Subject: Re: direct I/O
To: Chuck Silvers <chuq@chuq.com>
From: Darrin B.Jewell <dbj@netbsd.org>
List: tech-kern
Date: 03/03/2005 19:03:10
Chuck Silvers <chuq@chuq.com> writes:
> of course, with direct I/O being intrinsically synchronous, that immediately
> leads to the question of how to allow concurrent reads and writes to a file.
> our current locking scheme (enforced above the VOP layer) doesn't have any
> concept of this.  I'm thinking about adding a range-locking implementation
> and having vn_{read,write}() use that for O_DIRECT requests where
> FOF_UPDATE_OFFSET is not set (ie. pread() and pwrite()).  this would involve
> some new VOPs (VOP_LOCK_RANGE(), VOP_UNLOCK_RANGE()) and those would need to
> interact appropriately with the existing non-ranged vnode locks.  file systems
> that do not implement these VOPs would just return an error and the calling
> layer would fall back on the current locking automatically.  there would
> be no syscall interface change for this.  I'm thinking it probably won't be
> much harder to do the range-locks than it was to do the direct I/O stuff.

▶ [Stored data entries]
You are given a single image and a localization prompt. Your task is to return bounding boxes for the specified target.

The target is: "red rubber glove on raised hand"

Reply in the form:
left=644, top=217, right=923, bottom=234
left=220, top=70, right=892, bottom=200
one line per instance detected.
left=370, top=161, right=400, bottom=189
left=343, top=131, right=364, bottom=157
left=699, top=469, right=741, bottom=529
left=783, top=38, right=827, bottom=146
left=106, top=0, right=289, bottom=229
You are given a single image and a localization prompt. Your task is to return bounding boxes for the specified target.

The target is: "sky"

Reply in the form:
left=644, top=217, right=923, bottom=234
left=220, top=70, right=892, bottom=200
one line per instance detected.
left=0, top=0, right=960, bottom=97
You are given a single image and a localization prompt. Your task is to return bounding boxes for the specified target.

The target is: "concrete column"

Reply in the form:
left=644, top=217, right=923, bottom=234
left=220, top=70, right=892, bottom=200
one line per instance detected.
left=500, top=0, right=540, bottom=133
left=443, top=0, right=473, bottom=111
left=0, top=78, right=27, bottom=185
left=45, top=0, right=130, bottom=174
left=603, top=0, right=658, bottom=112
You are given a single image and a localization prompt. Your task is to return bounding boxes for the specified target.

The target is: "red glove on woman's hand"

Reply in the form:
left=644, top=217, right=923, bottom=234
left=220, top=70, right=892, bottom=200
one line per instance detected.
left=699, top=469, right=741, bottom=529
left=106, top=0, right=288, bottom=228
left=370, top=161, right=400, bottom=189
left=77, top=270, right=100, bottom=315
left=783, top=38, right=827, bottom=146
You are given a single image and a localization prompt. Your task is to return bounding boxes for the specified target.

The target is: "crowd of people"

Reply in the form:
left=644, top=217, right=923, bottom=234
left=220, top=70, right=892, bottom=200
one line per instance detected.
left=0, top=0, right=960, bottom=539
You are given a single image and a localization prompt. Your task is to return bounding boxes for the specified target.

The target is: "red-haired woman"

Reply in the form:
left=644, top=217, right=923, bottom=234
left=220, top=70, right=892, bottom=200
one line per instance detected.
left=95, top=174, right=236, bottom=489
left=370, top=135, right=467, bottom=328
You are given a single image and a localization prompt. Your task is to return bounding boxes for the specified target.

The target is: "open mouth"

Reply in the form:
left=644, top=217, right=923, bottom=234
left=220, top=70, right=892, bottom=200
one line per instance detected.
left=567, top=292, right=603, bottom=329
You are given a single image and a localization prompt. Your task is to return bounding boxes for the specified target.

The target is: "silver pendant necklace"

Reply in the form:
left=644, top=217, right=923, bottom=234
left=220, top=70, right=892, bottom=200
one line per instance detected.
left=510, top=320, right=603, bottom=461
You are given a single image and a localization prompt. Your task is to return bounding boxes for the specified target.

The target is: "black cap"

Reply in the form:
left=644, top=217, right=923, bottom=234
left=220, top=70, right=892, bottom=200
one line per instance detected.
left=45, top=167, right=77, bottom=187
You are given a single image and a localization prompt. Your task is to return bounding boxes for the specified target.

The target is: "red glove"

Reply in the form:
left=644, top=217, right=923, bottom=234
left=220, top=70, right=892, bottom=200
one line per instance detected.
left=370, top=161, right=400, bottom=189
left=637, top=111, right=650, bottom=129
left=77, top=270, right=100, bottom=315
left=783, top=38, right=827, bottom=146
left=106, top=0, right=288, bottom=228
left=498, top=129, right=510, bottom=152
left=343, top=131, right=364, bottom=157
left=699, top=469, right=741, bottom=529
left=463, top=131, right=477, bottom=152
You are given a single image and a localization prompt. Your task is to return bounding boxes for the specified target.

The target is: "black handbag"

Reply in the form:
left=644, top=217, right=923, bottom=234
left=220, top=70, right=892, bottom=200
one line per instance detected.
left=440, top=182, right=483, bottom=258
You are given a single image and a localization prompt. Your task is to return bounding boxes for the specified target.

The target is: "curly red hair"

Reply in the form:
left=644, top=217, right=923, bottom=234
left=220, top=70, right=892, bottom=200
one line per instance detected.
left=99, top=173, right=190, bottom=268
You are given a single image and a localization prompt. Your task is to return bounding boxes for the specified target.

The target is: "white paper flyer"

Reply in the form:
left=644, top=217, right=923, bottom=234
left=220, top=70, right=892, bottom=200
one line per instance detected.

▶ [What to do]
1. Translate this sentence from the direct I/O email into Spanish: "there would be no syscall interface change for this."
2. Which new VOPs does the direct I/O email say the range-locking implementation would involve?
3. Rewrite the part of the direct I/O email starting with "Subject: Re: direct" and going on through "writes to a file.", and replace "concurrent" with "simultaneous".

▶ [Written responses]
1. No habría ningún cambio en la interfaz de llamadas al sistema para esto.

2. VOP_LOCK_RANGE() and VOP_UNLOCK_RANGE().

3.
Subject: Re: direct I/O
To: Chuck Silvers <chuq@chuq.com>
From: Darrin B.Jewell <dbj@netbsd.org>
List: tech-kern
Date: 03/03/2005 19:03:10
Chuck Silvers <chuq@chuq.com> writes:
> of course, with direct I/O being intrinsically synchronous, that immediately
> leads to the question of how to allow simultaneous reads and writes to a file.